:: Stated exercise ::
Arrange all of the data below as a numbered list, omitting any blank lines.

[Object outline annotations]

┌──

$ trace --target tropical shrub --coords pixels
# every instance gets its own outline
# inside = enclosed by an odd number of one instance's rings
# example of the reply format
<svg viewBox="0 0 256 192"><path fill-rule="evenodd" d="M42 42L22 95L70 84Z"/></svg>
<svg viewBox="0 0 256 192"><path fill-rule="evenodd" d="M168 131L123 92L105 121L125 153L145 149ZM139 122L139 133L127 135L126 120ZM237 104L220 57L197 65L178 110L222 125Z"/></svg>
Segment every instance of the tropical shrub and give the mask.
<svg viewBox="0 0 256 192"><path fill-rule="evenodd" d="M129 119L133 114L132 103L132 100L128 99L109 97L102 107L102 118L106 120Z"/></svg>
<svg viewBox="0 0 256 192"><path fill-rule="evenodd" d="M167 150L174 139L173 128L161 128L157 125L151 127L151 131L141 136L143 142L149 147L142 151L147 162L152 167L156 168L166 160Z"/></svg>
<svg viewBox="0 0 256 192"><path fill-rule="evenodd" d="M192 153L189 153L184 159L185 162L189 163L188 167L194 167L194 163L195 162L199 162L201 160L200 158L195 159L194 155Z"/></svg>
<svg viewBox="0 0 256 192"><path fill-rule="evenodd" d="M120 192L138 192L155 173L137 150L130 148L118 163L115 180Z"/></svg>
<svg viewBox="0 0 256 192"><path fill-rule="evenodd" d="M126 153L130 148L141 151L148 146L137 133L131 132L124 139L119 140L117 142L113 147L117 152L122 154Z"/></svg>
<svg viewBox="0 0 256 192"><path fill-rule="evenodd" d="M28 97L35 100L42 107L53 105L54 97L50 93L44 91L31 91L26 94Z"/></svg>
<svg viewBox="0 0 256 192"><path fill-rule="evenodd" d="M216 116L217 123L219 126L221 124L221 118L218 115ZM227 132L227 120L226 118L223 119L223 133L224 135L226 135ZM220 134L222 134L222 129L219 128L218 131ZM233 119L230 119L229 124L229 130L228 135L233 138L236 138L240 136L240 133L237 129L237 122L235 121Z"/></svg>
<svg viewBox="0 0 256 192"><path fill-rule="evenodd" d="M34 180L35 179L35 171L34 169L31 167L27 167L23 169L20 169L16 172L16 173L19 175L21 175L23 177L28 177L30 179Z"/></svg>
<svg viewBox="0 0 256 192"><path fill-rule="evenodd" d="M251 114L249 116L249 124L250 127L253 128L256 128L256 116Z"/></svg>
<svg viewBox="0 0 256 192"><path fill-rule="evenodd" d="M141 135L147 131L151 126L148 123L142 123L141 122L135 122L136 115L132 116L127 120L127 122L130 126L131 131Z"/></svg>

└──

:: Result ::
1. $ trace --target tropical shrub --coords pixels
2. # every instance gets its own outline
3. # inside = enclosed by an odd number of one instance's rings
4. # example of the reply format
5. <svg viewBox="0 0 256 192"><path fill-rule="evenodd" d="M42 42L22 95L70 84Z"/></svg>
6. <svg viewBox="0 0 256 192"><path fill-rule="evenodd" d="M168 131L123 92L105 121L125 153L145 149ZM139 122L139 133L127 135L126 120ZM237 104L220 57L197 65L178 110L222 125Z"/></svg>
7. Segment every instance of the tropical shrub and give the mask.
8. <svg viewBox="0 0 256 192"><path fill-rule="evenodd" d="M129 119L133 114L132 103L132 100L128 99L109 97L102 107L102 118L106 120Z"/></svg>
9. <svg viewBox="0 0 256 192"><path fill-rule="evenodd" d="M167 150L174 139L173 128L161 128L157 125L151 127L151 131L141 136L143 142L149 147L142 151L147 162L152 167L156 168L166 160Z"/></svg>
10. <svg viewBox="0 0 256 192"><path fill-rule="evenodd" d="M192 153L189 153L184 159L185 162L189 163L188 167L194 167L194 163L195 162L199 162L201 160L200 158L195 159L194 155Z"/></svg>
11. <svg viewBox="0 0 256 192"><path fill-rule="evenodd" d="M120 192L138 192L155 173L137 150L130 148L118 163L115 180Z"/></svg>
12. <svg viewBox="0 0 256 192"><path fill-rule="evenodd" d="M126 153L130 148L141 151L148 146L137 133L131 132L124 139L119 140L117 142L113 147L117 152L122 154Z"/></svg>
13. <svg viewBox="0 0 256 192"><path fill-rule="evenodd" d="M28 97L35 100L42 107L53 105L54 97L50 93L44 91L31 91L26 94Z"/></svg>
14. <svg viewBox="0 0 256 192"><path fill-rule="evenodd" d="M216 116L217 123L219 126L221 124L221 118L218 115ZM227 132L227 120L226 118L223 119L223 133L224 135L226 135ZM220 134L222 134L222 129L219 128L218 131ZM233 119L230 119L229 124L229 130L228 135L233 138L236 138L240 136L240 133L237 129L237 122L235 121Z"/></svg>
15. <svg viewBox="0 0 256 192"><path fill-rule="evenodd" d="M34 180L35 179L35 171L34 169L31 167L27 167L23 169L20 169L16 172L16 173L19 175L21 175L23 177L28 177L30 179Z"/></svg>
16. <svg viewBox="0 0 256 192"><path fill-rule="evenodd" d="M251 114L249 116L249 124L250 127L253 128L256 128L256 116Z"/></svg>
17. <svg viewBox="0 0 256 192"><path fill-rule="evenodd" d="M141 135L147 131L151 126L148 123L142 123L141 122L135 122L136 115L132 116L127 120L127 122L130 126L131 131Z"/></svg>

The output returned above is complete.